> Task prompt
Please transcribe all of the records precisely.
####################
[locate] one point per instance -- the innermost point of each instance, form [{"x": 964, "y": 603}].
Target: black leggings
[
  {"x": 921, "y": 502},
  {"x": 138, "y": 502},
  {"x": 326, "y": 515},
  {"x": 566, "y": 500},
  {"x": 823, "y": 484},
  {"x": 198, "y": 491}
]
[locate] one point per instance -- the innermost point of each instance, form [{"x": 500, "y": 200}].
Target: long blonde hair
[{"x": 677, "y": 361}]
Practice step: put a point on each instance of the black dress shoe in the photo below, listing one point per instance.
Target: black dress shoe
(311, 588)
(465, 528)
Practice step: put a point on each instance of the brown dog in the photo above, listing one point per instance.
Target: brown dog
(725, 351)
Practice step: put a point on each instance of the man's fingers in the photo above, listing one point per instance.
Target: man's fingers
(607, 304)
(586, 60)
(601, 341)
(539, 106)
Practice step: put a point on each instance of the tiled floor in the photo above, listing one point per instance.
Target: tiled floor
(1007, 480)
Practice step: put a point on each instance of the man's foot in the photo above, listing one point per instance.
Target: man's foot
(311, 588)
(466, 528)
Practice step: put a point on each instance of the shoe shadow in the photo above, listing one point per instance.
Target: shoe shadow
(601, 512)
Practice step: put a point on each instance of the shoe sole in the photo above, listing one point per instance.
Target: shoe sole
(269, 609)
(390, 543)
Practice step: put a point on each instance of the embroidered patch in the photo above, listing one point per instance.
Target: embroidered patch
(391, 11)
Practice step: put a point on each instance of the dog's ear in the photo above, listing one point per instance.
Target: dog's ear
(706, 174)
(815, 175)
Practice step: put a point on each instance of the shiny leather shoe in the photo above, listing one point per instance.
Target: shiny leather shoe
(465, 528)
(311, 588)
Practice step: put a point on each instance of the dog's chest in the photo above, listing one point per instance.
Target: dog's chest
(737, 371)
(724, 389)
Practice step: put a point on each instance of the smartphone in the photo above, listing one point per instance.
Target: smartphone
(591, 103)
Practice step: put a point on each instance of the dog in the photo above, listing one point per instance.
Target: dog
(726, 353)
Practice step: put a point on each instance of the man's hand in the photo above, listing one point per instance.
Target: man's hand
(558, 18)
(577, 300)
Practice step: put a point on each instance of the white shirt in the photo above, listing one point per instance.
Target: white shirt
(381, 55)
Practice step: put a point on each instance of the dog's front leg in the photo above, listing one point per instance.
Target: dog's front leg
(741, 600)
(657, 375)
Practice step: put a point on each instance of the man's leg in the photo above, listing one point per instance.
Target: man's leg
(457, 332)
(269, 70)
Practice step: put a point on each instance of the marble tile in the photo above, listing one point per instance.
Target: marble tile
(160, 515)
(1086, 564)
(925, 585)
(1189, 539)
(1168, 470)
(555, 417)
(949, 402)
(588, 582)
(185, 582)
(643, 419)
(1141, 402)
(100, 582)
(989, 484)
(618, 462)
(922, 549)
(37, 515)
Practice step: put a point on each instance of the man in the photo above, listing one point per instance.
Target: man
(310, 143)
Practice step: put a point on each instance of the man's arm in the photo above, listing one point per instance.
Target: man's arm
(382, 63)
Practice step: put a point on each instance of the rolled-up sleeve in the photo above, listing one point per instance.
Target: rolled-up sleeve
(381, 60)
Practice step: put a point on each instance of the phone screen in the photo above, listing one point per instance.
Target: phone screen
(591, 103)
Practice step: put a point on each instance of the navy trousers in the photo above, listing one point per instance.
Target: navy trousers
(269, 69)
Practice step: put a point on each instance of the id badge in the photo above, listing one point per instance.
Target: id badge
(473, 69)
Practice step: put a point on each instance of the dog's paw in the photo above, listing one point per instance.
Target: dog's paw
####################
> Your solution
[locate] one point per instance -- the innermost point of each instance, form [{"x": 964, "y": 603}].
Target: black leggings
[
  {"x": 921, "y": 502},
  {"x": 138, "y": 502},
  {"x": 326, "y": 515},
  {"x": 566, "y": 500},
  {"x": 823, "y": 484},
  {"x": 198, "y": 491}
]
[locate] one point per instance -- the innermost point of each instance, form [{"x": 500, "y": 200}].
Target: long blonde hair
[{"x": 677, "y": 361}]
Practice step: put a point on each instance of the black dress shoe in the photo below, listing one point per instance.
Target: black dress shoe
(311, 588)
(465, 528)
Practice step: put a point on each instance of the brown dog in the photo above, listing one point per instance.
Target: brown dog
(725, 351)
Practice step: put a point on each instance of the man's fingers in the photo above, listing one point per instance.
Target: man's fingers
(607, 304)
(586, 60)
(601, 341)
(539, 106)
Practice step: put a point on each instance of the tiled floor in the photo above, listing one point per instance.
Target: tiled floor
(1007, 480)
Practice step: put a point on each instance of the man's foot in the photo above, listing one point per instance.
Target: man's foot
(311, 588)
(466, 528)
Practice step: put a point on each instance of the shoe shadow in the photo above, listing one point per instance.
Target: shoe shadow
(601, 512)
Practice step: put a point on each instance of the shoe sole in the photo above, listing one point per instance.
Target: shoe sole
(269, 609)
(390, 543)
Practice step: put a point on each instance of the embroidered patch in the photo above, listing one point per instance.
Target: embroidered patch
(391, 11)
Practice step: put a point on each instance of the dog's ear in the photo above, listing one point per instance.
Target: dog's ear
(706, 174)
(815, 175)
Practice step: put a point on each instance of the shiny leather shoe in the photo above, listing one point per instance.
Target: shiny leather shoe
(465, 528)
(311, 588)
Practice step: put a point on each instance of the dog's chest in the photo above, listing one point per instance.
Target: dog's chest
(737, 371)
(724, 389)
Practice step: put a point on each instance of the smartphone in the photo above, listing one point per instance.
Target: smartphone
(591, 103)
Practice step: put a point on each instance of the dog in the photo above, listing one point per instance.
Target: dog
(726, 353)
Practice step: put a point on each instance of the man's hand in the photo above, listing one point per instance.
Target: man's hand
(558, 18)
(577, 300)
Practice step: put a point on each instance of the white shirt in the photo above, listing one point per instance.
Target: white shirt
(381, 55)
Practice step: put a point on each instance of the dog's front leg in the photo above, listing one point per instance.
Target: dog's front leg
(741, 600)
(657, 375)
Practice step: put a point on each instance of the man's leg in the photo above, listing one point per instance.
Target: man's leg
(457, 332)
(269, 70)
Practice step: put a point on each instance of the marble tile in the photo above, listing one point per instance.
Target: marble tile
(160, 515)
(1086, 564)
(925, 585)
(1189, 539)
(1168, 470)
(555, 417)
(949, 402)
(588, 582)
(185, 582)
(643, 419)
(1141, 402)
(100, 582)
(989, 484)
(618, 462)
(922, 549)
(37, 515)
Practice step: put a point on each instance of the man in the photo above, listing one point per instance.
Target: man
(310, 143)
Practice step: put a point on each instance of the man's arm in the photo above, listing one point per instance.
Target: man's arm
(382, 63)
Practice step: put a point on each instance of the rolled-up sleeve in the photo above, listing one point per instance.
Target: rolled-up sleeve
(381, 60)
Practice step: put a point on each instance of the phone screen in the photo above, listing one point per instance.
Target: phone screen
(591, 103)
Practice step: put a point on each instance of the navy trousers in the photo above, listing one point per instance.
Target: navy trousers
(269, 69)
Practice step: put a point on each instance of the id badge in the photo above, listing one point per instance.
Target: id badge
(473, 69)
Practice step: put a point on each instance of the dog's paw in the photo above, listing one point per instance.
Target: dog's paw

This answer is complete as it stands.